__FRAGMENTO PROPORCIONADO__
········

Por. Boris Berenzon Gorn

 

 

Este lunes se conmemoran los 80 años de la liberación del campo de concentración y exterminio de Auschwitz-Birkenau, uno de los lugares más emblemáticos del horror vivido durante el Holocausto. Auschwitz se convirtió en un símbolo de la crueldad del régimen nazi, donde más de un millón de personas, en su mayoría judíos, pero también prisioneros de guerra, homosexuales, discapacitados y otros grupos perseguidos, fueron asesinadas. Según datos de Amnistía Internacional, entre 1940 y principios de 1945, alrededor de 1.300.000 personas fueron deportadas a este campo, de las cuales más de 1.100.000 perdieron la vida.

········

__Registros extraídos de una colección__

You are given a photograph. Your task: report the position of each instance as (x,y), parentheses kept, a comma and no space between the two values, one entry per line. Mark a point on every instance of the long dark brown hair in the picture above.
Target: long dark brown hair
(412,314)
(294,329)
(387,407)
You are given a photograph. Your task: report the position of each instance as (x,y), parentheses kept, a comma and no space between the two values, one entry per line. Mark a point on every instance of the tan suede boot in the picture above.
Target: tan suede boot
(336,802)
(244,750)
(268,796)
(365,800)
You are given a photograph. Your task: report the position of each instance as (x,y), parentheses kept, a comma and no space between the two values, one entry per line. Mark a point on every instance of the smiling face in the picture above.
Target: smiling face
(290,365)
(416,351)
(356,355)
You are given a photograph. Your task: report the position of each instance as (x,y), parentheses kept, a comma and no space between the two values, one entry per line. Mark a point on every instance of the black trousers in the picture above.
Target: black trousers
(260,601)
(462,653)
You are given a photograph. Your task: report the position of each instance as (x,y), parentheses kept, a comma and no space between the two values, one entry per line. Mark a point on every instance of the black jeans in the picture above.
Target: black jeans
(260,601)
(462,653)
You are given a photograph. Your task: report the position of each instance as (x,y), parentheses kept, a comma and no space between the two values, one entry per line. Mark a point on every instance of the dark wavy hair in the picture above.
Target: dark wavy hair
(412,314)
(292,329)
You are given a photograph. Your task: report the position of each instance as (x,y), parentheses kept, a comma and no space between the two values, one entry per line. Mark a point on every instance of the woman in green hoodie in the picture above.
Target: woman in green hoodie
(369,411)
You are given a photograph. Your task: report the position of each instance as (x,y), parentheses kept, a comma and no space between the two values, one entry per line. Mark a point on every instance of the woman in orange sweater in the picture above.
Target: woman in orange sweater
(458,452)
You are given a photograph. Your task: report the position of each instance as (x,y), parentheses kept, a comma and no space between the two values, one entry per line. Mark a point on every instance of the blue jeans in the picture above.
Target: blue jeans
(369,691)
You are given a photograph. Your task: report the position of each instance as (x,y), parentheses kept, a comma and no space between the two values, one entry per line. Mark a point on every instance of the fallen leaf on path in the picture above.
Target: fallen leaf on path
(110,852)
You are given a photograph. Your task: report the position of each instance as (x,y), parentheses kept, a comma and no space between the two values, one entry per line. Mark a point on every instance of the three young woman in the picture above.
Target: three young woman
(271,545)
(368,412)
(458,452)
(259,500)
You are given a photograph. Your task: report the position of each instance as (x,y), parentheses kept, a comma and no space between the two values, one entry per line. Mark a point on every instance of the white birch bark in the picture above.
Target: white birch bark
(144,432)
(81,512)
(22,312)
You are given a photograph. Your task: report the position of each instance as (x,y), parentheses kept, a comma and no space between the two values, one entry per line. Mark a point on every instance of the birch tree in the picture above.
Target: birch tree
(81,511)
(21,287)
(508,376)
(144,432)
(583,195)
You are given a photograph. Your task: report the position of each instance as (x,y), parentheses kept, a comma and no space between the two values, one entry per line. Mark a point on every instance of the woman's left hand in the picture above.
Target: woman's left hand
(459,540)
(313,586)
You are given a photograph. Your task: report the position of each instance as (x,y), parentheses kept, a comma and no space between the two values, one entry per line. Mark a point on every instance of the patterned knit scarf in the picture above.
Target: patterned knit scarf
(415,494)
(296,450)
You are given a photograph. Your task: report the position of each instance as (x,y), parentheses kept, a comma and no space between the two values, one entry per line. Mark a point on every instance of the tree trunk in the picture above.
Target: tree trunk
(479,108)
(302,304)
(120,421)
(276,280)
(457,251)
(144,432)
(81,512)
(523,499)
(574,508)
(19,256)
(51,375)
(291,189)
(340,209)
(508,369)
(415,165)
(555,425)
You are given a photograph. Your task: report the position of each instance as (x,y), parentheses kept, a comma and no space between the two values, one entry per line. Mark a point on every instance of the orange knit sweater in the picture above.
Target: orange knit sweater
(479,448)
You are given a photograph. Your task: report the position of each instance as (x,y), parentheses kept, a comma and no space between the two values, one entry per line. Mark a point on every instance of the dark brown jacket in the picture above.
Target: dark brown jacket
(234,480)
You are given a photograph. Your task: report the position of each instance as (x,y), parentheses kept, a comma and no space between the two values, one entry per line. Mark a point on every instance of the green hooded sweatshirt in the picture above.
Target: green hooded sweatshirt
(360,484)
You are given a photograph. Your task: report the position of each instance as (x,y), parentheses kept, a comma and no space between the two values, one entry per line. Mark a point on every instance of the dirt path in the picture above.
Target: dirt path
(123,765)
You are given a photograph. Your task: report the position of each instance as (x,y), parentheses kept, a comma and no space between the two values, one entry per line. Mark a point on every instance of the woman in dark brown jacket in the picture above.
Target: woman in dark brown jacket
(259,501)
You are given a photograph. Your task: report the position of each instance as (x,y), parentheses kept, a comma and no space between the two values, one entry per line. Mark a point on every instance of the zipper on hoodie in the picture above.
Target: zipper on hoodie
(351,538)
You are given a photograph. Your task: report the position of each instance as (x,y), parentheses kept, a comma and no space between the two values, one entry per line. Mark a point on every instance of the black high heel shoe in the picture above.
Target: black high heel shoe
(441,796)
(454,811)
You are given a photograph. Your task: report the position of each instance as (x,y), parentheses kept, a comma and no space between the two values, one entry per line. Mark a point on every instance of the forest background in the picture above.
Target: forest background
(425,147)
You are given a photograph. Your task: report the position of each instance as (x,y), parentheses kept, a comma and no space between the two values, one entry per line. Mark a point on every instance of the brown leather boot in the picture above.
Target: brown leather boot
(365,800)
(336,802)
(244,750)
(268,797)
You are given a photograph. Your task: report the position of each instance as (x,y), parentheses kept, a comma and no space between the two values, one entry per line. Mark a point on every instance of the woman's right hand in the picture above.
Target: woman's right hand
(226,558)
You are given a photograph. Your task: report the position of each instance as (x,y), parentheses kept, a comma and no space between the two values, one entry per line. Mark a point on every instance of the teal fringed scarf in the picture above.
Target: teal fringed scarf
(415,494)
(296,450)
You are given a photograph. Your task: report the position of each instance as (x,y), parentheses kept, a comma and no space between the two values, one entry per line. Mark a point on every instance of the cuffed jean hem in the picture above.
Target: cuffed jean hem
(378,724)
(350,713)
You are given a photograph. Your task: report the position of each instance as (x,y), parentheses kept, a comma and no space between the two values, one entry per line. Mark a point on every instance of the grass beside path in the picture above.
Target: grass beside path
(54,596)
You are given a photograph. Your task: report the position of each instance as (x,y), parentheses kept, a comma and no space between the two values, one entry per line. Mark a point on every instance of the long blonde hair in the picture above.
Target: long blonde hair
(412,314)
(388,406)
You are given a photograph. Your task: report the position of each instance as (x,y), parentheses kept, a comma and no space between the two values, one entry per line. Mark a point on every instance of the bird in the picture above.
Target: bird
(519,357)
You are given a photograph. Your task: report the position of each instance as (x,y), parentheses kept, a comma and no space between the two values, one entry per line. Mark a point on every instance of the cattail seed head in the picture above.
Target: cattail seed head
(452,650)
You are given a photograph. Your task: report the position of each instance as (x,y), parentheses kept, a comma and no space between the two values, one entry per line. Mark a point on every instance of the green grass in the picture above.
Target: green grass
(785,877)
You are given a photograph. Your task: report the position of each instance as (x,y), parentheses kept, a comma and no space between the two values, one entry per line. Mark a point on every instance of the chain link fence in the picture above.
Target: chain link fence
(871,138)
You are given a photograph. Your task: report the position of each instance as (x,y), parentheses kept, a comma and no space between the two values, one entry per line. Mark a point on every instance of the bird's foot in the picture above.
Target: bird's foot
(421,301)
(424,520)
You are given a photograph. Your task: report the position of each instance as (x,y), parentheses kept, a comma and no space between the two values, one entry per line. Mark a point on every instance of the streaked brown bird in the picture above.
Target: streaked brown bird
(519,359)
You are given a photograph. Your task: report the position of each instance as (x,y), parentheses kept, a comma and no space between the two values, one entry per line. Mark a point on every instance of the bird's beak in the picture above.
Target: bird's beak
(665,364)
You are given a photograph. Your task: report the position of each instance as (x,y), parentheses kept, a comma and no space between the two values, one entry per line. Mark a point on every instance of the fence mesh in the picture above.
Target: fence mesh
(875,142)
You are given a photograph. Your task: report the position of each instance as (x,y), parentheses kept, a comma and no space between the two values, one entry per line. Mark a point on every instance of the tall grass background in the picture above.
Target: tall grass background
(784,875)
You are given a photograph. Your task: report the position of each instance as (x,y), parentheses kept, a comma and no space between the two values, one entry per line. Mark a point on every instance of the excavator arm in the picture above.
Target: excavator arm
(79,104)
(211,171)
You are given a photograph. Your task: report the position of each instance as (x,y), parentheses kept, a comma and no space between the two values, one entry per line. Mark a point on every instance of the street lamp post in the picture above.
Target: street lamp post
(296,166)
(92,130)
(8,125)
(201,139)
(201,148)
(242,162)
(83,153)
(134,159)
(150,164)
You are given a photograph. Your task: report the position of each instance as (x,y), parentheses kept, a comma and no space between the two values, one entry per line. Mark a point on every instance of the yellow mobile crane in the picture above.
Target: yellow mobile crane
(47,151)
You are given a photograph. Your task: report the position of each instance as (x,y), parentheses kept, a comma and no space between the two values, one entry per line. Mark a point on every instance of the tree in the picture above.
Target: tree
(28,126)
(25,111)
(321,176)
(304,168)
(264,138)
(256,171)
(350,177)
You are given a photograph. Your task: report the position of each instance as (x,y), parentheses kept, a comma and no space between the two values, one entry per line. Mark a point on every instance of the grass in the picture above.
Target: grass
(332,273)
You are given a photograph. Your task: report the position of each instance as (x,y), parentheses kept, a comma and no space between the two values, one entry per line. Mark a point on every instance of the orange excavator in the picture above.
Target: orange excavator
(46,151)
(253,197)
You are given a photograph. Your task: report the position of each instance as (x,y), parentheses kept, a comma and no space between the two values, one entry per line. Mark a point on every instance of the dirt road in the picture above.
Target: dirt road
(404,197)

········

__PROBLEMA__
Prosigue el fragmento sobre los 80 años de la liberación de Auschwitz a partir de su última oración. Los datos son un material aparte, independiente del fragmento.

__RESPUESTA AL PROBLEMA__
La denegación de la historia es una forma peligrosa de distorsionar la realidad, que no solo despoja a las víctimas de su memoria, sino que también socava los cimientos de la democracia. Auschwitz, como uno de los horrores más documentados del siglo XX, es un ejemplo claro de cómo la denegación y la manipulación de hechos históricos pueden permitir que el odio y la intolerancia se propaguen. Al negar la magnitud del Holocausto o minimizar el sufrimiento de millones de personas, se está dando cabida a la ideología extremista que, en su momento, permitió que el régimen nazi perpetrara atrocidades sin precedentes. La democracia, basada en el respeto a los derechos humanos y la memoria colectiva, solo puede prosperar si nos enfrentamos a nuestra historia con valentía y honestidad. El revisionismo histórico y el olvido de eventos como Auschwitz son amenazas directas a los valores fundamentales de justicia, igualdad y libertad.

El 27 de enero de 1945, el campo de concentración y exterminio nazi de Auschwitz fue liberado por el Ejército Rojo, marcando el fin de uno de los episodios más devastadores en la historia de la humanidad. Esta semana, al conmemorar el ochenta aniversario de la liberación de Auschwitz, al recordar el sufrimiento de las víctimas, también reflexionamos sobre las lecciones que este lugar de horror nos deja en cuanto a la memoria histórica, la democracia y la política del odio.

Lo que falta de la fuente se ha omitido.